Recorded data:
┄┄┄┄┄┄

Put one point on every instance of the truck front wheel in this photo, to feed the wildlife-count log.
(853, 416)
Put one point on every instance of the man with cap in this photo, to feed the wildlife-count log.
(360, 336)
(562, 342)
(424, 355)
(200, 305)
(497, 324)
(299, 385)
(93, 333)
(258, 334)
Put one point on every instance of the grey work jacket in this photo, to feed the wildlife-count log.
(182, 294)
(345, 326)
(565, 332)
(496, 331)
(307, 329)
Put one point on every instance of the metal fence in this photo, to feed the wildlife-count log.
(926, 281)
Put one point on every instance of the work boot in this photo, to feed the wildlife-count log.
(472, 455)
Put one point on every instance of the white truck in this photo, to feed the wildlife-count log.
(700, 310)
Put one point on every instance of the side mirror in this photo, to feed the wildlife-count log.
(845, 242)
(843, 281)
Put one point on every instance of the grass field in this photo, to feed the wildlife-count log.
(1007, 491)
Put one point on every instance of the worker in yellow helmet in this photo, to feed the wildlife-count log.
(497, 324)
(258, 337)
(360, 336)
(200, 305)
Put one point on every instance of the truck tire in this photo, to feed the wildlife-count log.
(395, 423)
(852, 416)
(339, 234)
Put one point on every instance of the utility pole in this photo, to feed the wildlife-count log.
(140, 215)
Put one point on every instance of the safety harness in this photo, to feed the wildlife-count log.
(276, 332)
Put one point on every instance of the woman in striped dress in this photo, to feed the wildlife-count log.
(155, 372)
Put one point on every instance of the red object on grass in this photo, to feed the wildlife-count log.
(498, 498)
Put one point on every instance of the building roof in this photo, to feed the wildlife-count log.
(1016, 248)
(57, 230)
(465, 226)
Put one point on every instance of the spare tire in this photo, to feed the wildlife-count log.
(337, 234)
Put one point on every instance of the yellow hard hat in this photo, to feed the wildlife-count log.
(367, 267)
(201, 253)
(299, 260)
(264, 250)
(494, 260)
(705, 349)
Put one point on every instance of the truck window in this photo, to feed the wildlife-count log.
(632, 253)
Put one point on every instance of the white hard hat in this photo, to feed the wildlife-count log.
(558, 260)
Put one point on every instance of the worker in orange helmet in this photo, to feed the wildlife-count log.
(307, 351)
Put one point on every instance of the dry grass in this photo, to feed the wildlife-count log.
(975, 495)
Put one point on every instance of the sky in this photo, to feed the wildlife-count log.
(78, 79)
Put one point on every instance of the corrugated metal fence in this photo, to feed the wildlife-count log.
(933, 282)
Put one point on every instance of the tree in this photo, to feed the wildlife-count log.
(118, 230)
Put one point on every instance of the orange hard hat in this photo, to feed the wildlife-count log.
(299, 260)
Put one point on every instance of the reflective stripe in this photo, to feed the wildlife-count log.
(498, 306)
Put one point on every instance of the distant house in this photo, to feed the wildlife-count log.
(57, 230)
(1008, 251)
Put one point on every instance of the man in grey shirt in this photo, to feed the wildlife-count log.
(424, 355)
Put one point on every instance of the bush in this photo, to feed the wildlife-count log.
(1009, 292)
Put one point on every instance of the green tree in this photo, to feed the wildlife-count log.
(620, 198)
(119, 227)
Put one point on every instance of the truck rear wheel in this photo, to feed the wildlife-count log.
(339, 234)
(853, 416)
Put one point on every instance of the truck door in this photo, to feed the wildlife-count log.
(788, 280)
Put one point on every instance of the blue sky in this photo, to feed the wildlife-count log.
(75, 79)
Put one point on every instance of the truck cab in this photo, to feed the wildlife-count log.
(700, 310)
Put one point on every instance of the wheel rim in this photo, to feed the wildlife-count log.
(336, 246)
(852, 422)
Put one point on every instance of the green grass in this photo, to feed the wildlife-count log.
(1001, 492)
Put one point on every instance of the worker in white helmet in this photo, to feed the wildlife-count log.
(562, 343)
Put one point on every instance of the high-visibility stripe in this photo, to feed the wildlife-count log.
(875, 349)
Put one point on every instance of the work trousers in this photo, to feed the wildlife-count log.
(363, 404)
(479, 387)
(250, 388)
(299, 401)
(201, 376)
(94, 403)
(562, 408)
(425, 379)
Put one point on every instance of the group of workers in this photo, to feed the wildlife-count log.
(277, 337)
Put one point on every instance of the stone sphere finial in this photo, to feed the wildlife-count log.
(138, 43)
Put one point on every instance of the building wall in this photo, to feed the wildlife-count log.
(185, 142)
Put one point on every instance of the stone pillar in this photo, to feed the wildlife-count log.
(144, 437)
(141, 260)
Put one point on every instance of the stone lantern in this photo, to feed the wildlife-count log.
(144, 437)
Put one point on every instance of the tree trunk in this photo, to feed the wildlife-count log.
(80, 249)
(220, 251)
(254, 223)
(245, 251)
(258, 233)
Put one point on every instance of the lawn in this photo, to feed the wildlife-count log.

┄┄┄┄┄┄

* _DESCRIPTION OF THE TASK_
Every line of the data must be reproduced exactly.

* _PROBLEM SOLUTION_
Put one point on every instance of the truck front wheel in this photo, to feed the wildlife-count log.
(853, 416)
Put one point on every instance of the man with cap in this photo, to feed the wildlife-count log.
(360, 336)
(562, 342)
(424, 355)
(200, 305)
(497, 324)
(299, 385)
(93, 333)
(258, 334)
Put one point on every instance of the grey work jacket in this photo, to feed the wildlife-count log.
(182, 294)
(345, 326)
(565, 332)
(496, 331)
(307, 329)
Put one point on every instance of the metal fence in this photo, to feed the wildlife-count log.
(926, 281)
Put one point on every instance of the work boot in this photo, to feed the wildlife-count log.
(472, 455)
Put one point on every instance of the white truck in this photo, to feed the wildlife-count log.
(700, 310)
Put one point on every instance of the side mirror in this photo, to feed the wildlife-count log.
(845, 242)
(843, 281)
Put one point on every instance of the grass field in this photo, to feed the wildlife-count log.
(1007, 491)
Put one point on every instance of the worker in yellow helmet in this photo, to feed the wildlife-count log.
(497, 324)
(258, 337)
(360, 336)
(200, 305)
Put one point on every instance of the truck tire in this photo, to feed the wildlife-count log.
(395, 423)
(852, 416)
(339, 234)
Put one point on every instance of the utility pole in this photo, to feed the wildlife-count log.
(140, 215)
Put one point on every instance of the safety harness in this photo, to feed the wildlife-count log.
(276, 332)
Put one point on every instance of the woman in striped dress in this photo, to feed the wildlife-count log.
(155, 372)
Put one point on every instance of the red object on grass in this photo, to feed the wildlife-count log.
(498, 498)
Put one point on every instance of the building roof in this photo, to feed the wildlife-count log.
(1016, 248)
(57, 230)
(465, 226)
Put one point on every instance of the spare tire in this photo, to feed the wildlife-count log.
(337, 234)
Put one point on every instance of the yellow hard hat in this photo, to feed the wildlife-count log.
(367, 267)
(201, 253)
(299, 260)
(264, 250)
(494, 260)
(705, 349)
Put one point on every instance of the truck window in this photo, to feed the wildlife-count log.
(632, 253)
Put one point on every instance of the white hard hat in this photo, to feed the wildlife-count log.
(558, 260)
Put one point on every instance of the worker in orange helmet in this photo, to feed the wildlife-count log.
(307, 351)
Put one point on every instance of the dry grass in this photo, to feed the wildlife-count log.
(975, 495)
Put one point on every instance of the sky in this photo, to feed the wildlife-count log.
(78, 79)
Put one point on every instance of the corrugated metal fence in this photo, to feed the wildlife-count log.
(933, 282)
Put one point on every instance of the tree in this photo, to feed the wildlife-count log.
(118, 230)
Put one point on every instance of the orange hard hat in this photo, to feed the wildlife-count log.
(299, 260)
Put one point on every instance of the reflective stripe in this photo, to feed the wildlife-count log.
(498, 306)
Put one point on every instance of the distant house in this photo, to feed the wildlife-count log.
(57, 230)
(1008, 251)
Put one point on every instance of the man in grey shirt in this photo, to feed the wildlife-count log.
(424, 355)
Put one point on every instance of the bush in this photo, to feed the wildlife-count log.
(1009, 292)
Put one point on every instance of the green tree in this photo, to feed the wildlife-count log.
(620, 198)
(119, 227)
Put one point on every instance of the truck rear wheel in this photo, to feed the wildlife-count log.
(339, 234)
(853, 416)
Put one point on every instance of the truck door in this photo, to feed the wildlife-count log.
(788, 280)
Put one point on every instance of the blue sky in this photo, to feed the wildlife-count log.
(75, 79)
Put one point on every instance of the truck cab in this photo, to feed the wildlife-count log.
(700, 310)
Put one point on every instance of the wheel rim in this photo, to feed the wildlife-count log.
(336, 246)
(852, 422)
Put one point on every instance of the green grass in this photo, to feed the wildlife-count log.
(1001, 492)
Put one point on every instance of the worker in white helmet in this photo, to feed the wildlife-count log.
(562, 343)
Put one point on every instance of the high-visibility stripe in this photo, to feed the wildlife-count log.
(875, 349)
Put one point on every instance of the work trousers in this photo, to feed the wildlife-count log.
(363, 404)
(479, 387)
(250, 388)
(299, 401)
(201, 376)
(94, 403)
(562, 408)
(425, 379)
Put one point on every instance of the group of workers in this photo, to feed the wildlife-count log.
(277, 337)
Put one point on every instance of the stone sphere finial in this photo, to feed the wildlife-count log.
(138, 43)
Put one point on every instance of the building wall in this photo, to feed the wildlife-count log.
(185, 142)
Put one point on every instance of the stone pillar in this photo, to feed the wildlife-count log.
(144, 437)
(141, 260)
Put one point on every instance of the stone lantern in this photo, to feed the wildlife-count log.
(144, 437)
Put one point on every instance of the tree trunk in this photo, to feed the wildlife-count log.
(80, 249)
(220, 251)
(254, 223)
(245, 251)
(258, 233)
Put one point on every instance of the lawn in this photo, to feed the wildlife-count log.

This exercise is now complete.